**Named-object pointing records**

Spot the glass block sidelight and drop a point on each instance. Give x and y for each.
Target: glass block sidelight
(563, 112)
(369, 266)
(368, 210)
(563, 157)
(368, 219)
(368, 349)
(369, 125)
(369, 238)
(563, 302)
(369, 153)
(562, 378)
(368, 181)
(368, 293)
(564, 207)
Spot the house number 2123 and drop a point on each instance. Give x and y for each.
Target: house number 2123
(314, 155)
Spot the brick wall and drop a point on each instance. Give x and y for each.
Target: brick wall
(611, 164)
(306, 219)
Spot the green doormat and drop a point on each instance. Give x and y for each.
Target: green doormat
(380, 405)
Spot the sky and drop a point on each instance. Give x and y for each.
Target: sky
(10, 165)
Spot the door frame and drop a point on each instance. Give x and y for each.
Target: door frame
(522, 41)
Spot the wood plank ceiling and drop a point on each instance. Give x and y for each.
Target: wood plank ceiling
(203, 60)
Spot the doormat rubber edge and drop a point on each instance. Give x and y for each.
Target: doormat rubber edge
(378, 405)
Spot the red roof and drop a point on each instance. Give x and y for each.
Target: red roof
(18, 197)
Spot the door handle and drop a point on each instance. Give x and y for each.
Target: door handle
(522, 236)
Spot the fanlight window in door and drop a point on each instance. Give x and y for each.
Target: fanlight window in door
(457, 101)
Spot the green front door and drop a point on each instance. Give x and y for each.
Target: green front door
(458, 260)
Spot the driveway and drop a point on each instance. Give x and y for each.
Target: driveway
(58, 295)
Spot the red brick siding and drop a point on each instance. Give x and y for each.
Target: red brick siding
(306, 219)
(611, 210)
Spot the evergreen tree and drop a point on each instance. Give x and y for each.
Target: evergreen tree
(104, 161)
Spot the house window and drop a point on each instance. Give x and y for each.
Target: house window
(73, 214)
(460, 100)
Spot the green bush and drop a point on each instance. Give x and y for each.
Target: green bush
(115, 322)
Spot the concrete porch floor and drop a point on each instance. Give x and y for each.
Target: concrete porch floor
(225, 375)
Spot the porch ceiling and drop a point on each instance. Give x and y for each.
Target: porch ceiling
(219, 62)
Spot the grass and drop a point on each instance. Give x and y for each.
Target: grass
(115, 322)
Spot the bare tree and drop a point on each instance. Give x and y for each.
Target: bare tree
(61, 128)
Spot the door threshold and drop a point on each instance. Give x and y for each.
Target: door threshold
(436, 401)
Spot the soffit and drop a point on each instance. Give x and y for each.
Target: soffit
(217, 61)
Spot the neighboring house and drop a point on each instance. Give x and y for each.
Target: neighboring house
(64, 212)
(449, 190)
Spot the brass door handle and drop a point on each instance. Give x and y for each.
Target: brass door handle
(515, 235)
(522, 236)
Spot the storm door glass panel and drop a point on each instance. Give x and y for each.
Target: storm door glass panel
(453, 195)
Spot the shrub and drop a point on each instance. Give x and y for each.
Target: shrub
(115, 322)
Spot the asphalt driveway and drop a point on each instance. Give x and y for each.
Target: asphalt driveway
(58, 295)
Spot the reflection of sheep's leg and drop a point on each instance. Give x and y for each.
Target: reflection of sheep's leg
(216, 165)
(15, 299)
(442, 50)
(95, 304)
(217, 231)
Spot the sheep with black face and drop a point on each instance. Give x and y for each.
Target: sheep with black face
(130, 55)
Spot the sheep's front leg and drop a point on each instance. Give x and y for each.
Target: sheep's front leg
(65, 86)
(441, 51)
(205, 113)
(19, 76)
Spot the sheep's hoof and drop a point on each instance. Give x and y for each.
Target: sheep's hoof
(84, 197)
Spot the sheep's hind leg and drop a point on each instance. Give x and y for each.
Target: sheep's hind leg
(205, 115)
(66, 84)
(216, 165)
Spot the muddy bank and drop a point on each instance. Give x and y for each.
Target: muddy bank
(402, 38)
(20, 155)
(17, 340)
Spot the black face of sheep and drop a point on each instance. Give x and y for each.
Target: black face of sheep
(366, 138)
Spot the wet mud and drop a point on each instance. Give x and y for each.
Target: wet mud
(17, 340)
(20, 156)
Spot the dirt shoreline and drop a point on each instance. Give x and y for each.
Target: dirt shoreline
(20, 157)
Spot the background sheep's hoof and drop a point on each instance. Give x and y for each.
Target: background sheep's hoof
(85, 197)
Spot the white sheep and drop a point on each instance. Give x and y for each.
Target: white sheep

**SET PROBLEM**
Repeat the material above in full, quoting it exactly.

**OUTPUT FOR THIS EXERCISE**
Spot the glass block sidelight and drop a point on each instance. Give x and y for each.
Target: glass block sidelight
(563, 112)
(369, 266)
(368, 210)
(563, 157)
(368, 219)
(368, 349)
(369, 125)
(369, 238)
(563, 302)
(369, 153)
(562, 378)
(368, 181)
(368, 293)
(564, 207)
Spot the house number 2123 and drop a point on each instance. Give x and y for each.
Target: house number 2123
(314, 155)
Spot the brick wall and drop a point on each instance. Give x and y for each.
Target: brick wall
(611, 164)
(306, 219)
Spot the green doormat and drop a point on each instance. Give x and y for each.
Target: green doormat
(380, 405)
Spot the sky and drop a point on each instance. Give x and y for each.
Target: sky
(10, 165)
Spot the door frame and drop a point on each instance. Give x and y for each.
Target: door frame
(522, 41)
Spot the wood plank ceiling and drop a point on each instance. Give x and y for each.
Target: wood plank ceiling
(203, 60)
Spot the doormat rubber edge and drop a point on each instance. Give x and y for each.
Target: doormat rubber edge
(378, 405)
Spot the red roof and drop a point on each instance. Give x and y for each.
Target: red roof
(18, 197)
Spot the door handle and drop a point on each instance. Give x and y for each.
Target: door handle
(522, 236)
Spot the fanlight window in door and drop a point on each instance. Give x and y for each.
Target: fanlight window in door
(457, 101)
Spot the green front door and drop a point on each instance. Give x and y for each.
Target: green front door
(458, 260)
Spot the driveway and drop a point on each instance. Give x and y for each.
Target: driveway
(58, 295)
Spot the red brick siding and drop a point on each instance. Give x and y for each.
Target: red brick siding
(306, 219)
(611, 210)
Spot the evergreen tree and drop a point on each instance. Give x and y for each.
Target: evergreen tree
(104, 161)
Spot the house window and drop a point on each instance. Give x and y for each.
Target: house window
(73, 214)
(460, 100)
Spot the green bush and drop a point on each instance. Give x and y for each.
Target: green bush
(115, 322)
Spot the concrete porch floor and drop a point on each instance. Give x and y for each.
Target: concrete porch floor
(225, 375)
Spot the porch ceiling and drop a point on each instance. Give x and y for each.
Target: porch ceiling
(219, 62)
Spot the grass and drop a point on each instance. Give x and y for each.
Target: grass
(115, 322)
Spot the bare tree and drop a point on each instance. Give x and y for each.
Target: bare tree
(61, 128)
Spot the door threshold and drop a point on each instance. Give x and y for each.
Target: door threshold
(436, 401)
Spot the soffit and drop a point on each instance. Give x and y for each.
Target: soffit
(217, 61)
Spot the neighboring house and drop a point on each instance. Give x and y for each.
Target: neighboring house
(64, 212)
(449, 190)
Spot the brass door handle and drop a point on each instance. Give x and y for each.
Target: brass door handle
(515, 235)
(522, 236)
Spot the storm door glass panel and drop a point on each instance. Give x and y for each.
Target: storm door glass panel
(453, 195)
Spot the shrub and drop a point on each instance. Give x and y for each.
Target: shrub
(115, 322)
Spot the asphalt driveway and drop a point on each instance. Give x and y for each.
Target: asphalt driveway
(58, 295)
Spot the reflection of sheep's leg and drop a point on each instance. Give x and y for each.
Target: reflection of sheep's leg
(216, 165)
(15, 299)
(442, 50)
(95, 304)
(217, 231)
Spot the sheep with black face and drop a point on each instance. Give x and y for each.
Target: sheep with black face
(130, 55)
Spot the sheep's front leg and drop a point on each instance. Give x and y for each.
Target: sheep's front leg
(65, 86)
(441, 51)
(205, 113)
(19, 76)
Spot the sheep's hoof and drop a point on each instance. Give x and y for each.
Target: sheep's hoof
(84, 197)
Spot the sheep's hind leg and drop a point on each instance. Give x and y for each.
Target: sheep's hind leg
(205, 115)
(66, 84)
(216, 165)
Spot the muddy bank and drop a point on each instance. Give x and y for each.
Target: muddy bank
(402, 38)
(20, 155)
(17, 340)
Spot the black face of sheep and drop a point on each instance. Give x and y for each.
Target: black face of sheep
(366, 138)
Spot the wet mud and drop a point on each instance. Give x and y for each.
Target: wet mud
(17, 340)
(20, 156)
Spot the dirt shoreline and drop a point on each instance. Give x and y for each.
Target: dirt shoreline
(20, 157)
Spot the background sheep's hoof and drop a point on each instance. Give x and y for each.
Target: background sheep's hoof
(85, 197)
Spot the white sheep and drop a point on each instance. Give x and y for each.
Target: white sheep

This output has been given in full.